__Dataset rows__
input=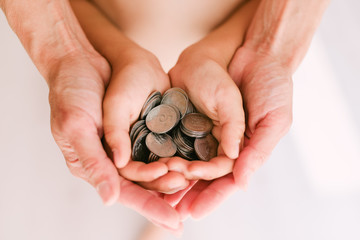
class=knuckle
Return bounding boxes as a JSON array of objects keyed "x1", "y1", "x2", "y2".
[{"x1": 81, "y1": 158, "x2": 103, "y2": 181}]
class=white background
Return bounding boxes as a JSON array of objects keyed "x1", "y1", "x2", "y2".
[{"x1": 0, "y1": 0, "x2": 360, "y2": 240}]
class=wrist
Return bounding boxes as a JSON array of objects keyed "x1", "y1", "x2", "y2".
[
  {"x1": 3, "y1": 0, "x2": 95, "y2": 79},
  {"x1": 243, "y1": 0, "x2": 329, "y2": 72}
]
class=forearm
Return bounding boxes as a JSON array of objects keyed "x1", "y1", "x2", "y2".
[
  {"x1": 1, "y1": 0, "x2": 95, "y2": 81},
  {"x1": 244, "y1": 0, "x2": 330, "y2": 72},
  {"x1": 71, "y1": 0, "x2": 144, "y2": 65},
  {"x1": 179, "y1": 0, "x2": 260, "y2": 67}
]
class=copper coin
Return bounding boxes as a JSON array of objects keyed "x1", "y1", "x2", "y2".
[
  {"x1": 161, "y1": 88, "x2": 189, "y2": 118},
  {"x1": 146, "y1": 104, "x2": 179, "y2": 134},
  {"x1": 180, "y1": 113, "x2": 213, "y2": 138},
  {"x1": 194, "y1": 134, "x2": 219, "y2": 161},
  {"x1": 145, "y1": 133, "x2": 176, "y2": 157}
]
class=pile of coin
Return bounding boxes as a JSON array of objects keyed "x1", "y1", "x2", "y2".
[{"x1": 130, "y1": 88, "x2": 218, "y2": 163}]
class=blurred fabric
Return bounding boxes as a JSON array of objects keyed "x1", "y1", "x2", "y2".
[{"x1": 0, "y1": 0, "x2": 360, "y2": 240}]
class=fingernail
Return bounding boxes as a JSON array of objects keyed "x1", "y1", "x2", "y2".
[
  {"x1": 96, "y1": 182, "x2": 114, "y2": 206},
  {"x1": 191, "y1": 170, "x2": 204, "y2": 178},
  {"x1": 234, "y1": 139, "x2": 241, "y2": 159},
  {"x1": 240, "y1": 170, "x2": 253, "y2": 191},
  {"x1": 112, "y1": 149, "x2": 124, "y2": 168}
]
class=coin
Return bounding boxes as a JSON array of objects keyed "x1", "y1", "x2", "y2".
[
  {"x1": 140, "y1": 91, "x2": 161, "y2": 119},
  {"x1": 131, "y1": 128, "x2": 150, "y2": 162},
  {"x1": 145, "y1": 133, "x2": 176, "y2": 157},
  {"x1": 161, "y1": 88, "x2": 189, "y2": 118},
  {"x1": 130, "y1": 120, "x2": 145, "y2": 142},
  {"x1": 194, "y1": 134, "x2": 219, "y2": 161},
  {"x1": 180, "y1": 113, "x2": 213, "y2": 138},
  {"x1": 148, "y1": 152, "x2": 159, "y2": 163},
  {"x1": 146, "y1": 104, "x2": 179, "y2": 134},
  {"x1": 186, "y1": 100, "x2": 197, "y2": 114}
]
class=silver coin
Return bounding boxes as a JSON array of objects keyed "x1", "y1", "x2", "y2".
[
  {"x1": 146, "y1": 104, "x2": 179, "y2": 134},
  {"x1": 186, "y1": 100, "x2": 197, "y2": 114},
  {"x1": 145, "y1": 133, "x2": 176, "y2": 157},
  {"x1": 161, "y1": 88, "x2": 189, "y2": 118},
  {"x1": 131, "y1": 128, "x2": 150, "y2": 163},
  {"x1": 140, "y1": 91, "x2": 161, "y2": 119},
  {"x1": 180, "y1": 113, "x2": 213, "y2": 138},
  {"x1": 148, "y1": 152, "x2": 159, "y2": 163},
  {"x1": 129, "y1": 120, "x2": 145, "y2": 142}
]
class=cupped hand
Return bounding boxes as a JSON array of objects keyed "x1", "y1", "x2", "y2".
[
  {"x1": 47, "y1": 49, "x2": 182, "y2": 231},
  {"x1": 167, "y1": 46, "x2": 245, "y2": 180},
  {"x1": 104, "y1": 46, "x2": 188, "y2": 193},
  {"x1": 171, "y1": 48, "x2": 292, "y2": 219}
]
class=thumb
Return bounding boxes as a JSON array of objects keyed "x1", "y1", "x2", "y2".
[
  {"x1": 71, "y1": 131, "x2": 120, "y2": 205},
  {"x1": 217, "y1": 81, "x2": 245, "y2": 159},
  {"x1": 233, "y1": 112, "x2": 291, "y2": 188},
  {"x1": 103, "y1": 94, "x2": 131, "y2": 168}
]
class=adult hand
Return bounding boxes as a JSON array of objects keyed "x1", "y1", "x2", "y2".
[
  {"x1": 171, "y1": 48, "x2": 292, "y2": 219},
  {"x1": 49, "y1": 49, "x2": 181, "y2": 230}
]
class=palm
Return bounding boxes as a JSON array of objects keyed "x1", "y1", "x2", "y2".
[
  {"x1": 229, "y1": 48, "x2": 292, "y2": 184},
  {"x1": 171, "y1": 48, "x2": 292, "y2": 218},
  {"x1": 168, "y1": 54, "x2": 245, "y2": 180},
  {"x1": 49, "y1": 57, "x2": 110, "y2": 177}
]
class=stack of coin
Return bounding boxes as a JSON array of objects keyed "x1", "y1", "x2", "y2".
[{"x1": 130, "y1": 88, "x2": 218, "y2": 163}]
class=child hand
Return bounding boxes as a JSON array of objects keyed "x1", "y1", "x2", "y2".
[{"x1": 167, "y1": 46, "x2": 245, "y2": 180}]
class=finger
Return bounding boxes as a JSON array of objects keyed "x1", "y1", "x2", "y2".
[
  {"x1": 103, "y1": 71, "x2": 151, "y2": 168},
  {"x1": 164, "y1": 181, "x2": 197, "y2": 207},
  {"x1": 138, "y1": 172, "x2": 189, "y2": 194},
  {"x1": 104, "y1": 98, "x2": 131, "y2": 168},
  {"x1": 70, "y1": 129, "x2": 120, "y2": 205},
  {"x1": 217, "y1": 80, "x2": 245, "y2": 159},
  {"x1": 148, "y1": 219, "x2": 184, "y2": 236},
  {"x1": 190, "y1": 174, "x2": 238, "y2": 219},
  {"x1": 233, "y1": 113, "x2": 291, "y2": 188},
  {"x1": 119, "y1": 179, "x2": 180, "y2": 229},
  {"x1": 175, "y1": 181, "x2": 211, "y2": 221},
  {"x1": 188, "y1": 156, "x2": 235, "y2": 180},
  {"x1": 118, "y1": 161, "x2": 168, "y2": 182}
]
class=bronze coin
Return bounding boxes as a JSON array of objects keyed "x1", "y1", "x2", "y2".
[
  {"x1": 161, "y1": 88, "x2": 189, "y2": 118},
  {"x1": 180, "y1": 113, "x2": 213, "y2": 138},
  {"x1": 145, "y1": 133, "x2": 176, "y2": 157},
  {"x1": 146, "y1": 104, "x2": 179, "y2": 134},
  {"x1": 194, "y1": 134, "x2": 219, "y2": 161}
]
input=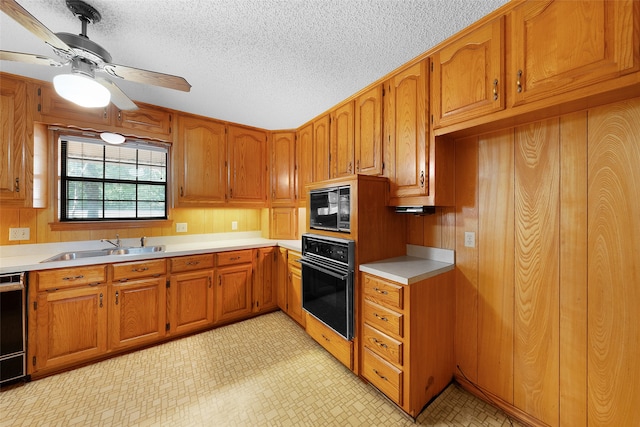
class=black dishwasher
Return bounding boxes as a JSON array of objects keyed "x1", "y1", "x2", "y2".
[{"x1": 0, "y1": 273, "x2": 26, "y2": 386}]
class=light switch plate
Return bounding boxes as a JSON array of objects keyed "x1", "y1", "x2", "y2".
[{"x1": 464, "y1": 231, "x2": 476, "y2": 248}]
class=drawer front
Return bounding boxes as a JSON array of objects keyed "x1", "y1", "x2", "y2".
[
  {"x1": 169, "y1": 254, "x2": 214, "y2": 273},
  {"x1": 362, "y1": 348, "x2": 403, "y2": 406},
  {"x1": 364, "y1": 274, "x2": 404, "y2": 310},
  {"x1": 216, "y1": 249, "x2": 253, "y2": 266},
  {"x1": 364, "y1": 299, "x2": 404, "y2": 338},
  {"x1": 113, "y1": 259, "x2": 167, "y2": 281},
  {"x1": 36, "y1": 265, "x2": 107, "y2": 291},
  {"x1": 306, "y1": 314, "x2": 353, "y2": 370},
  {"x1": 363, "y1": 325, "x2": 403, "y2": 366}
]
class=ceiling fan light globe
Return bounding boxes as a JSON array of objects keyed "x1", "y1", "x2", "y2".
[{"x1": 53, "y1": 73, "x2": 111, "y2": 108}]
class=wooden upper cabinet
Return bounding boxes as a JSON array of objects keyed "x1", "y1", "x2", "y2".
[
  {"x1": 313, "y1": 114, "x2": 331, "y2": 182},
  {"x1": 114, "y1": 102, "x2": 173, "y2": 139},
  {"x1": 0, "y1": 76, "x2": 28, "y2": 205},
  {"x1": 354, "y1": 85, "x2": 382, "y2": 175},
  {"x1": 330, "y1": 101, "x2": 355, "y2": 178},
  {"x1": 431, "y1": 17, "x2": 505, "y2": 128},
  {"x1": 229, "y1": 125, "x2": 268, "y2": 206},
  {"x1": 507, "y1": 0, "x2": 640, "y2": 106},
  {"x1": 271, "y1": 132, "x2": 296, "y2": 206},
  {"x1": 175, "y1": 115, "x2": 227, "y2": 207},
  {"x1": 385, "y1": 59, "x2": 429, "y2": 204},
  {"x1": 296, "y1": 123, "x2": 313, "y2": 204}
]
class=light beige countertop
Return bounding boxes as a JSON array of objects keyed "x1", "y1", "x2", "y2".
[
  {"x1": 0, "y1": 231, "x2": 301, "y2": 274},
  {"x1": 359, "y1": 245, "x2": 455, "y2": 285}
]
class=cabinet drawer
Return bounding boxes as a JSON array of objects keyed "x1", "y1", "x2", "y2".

__EXERCISE REQUIREMENTS__
Pull out the lines from the one containing "class=light beige countertop" through the end of the items, inclusive, and reproduce them verbatim.

__COMPLETED TASK__
class=light beige countertop
Return bounding boxes as a JSON array of objects keyed "x1", "y1", "x2", "y2".
[
  {"x1": 0, "y1": 231, "x2": 301, "y2": 274},
  {"x1": 359, "y1": 245, "x2": 455, "y2": 285}
]
class=cabinet drawer
Return bounding boxes as a JSON array of objects keyed "x1", "y1", "x2", "y2".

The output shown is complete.